TASK ITEM » In the water polo article, replace "dived" with "jumped" in everything from "He has played" down to "of water polo.".

[[ EXCERPTED PASSAGE open ]]

By Matt Szabo
Trey Slagle is an 8-year-old who doesn't shy away from competition.
He has played baseball, basketball, and soccer, and he also has participated on a swim team at his local YMCA in Montgomery, AL.
"He loves sports," his mom, Sherry, says. "Trey's the kind of kid you have keep active. If not, he will go crazy."
This fall, Trey became crazy about a new sport. The YMCA started offering a Splashball water polo program, and he dived right in. So did about 30 other kids with ages ranging from 7 to 13.
Splashball is an entry-level, non-contact version of water polo.
The response has been both overwhelmingly positive and also more than Daniel Blazer could have imagined. Blazer is the aquatics director for the Bell Road YMCA in Montgomery. Blazer's branch has an indoor pool, so it can offer swimming year-round--but Blazer said he was looking for another niche.
He had heard of water polo from the Olympics, but other than that he didn't know much about the sport. It isn't exactly a popular one in Alabama--though Auburn University and the University of Alabama both have club programs.
"I started digging deep and doing the research, and it became very hard for me to choose whether or not I wanted to pursue that," Blazer said. "There's no one around here that offers any type of a water polo program, but at the same time, that means I'd get any interested participant because there's no competition. It's kind of like the gift was also the curse. We really just decided that we wanted to give it a shot."
Blazer purchased some inflatable goals and started reaching out and advertising. A six-week Splashball program was formed, and it started in the beginning of October and conclude in mid-November. Every Friday night, kids would come to the YMCA to learn a little bit more about the basics of water polo, and each practice would end with a scrimmage.
Mark Carney, USA Water Polo director of sport growth, said the organization has been working with the YMCA to get children playing water polo in even more communities around America.

[[ EXCERPTED PASSAGE closed ]]
[[ SOURCE MATERIAL open ]]

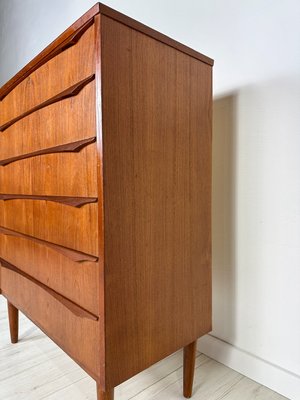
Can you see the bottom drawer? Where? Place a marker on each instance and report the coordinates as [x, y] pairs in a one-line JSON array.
[[77, 336]]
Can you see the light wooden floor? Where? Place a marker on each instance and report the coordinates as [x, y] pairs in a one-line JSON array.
[[36, 369]]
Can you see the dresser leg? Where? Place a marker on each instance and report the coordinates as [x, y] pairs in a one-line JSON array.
[[189, 358], [13, 317], [109, 395]]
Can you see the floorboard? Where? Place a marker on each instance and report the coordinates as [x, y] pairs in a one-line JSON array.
[[36, 369]]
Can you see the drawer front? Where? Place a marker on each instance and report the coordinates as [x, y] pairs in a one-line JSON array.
[[68, 226], [55, 76], [77, 335], [77, 281], [64, 122], [57, 174]]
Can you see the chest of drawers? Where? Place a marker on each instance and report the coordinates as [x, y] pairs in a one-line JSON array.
[[105, 196]]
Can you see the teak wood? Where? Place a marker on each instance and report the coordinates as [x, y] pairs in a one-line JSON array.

[[ SOURCE MATERIAL closed ]]

ANSWER SECTION »
He has played baseball, basketball, and soccer, and he also has participated on a swim team at his local YMCA in Montgomery, AL.
"He loves sports," his mom, Sherry, says. "Trey's the kind of kid you have keep active. If not, he will go crazy."
This fall, Trey became crazy about a new sport. The YMCA started offering a Splashball water polo program, and he jumped right in. So did about 30 other kids with ages ranging from 7 to 13.
Splashball is an entry-level, non-contact version of water polo.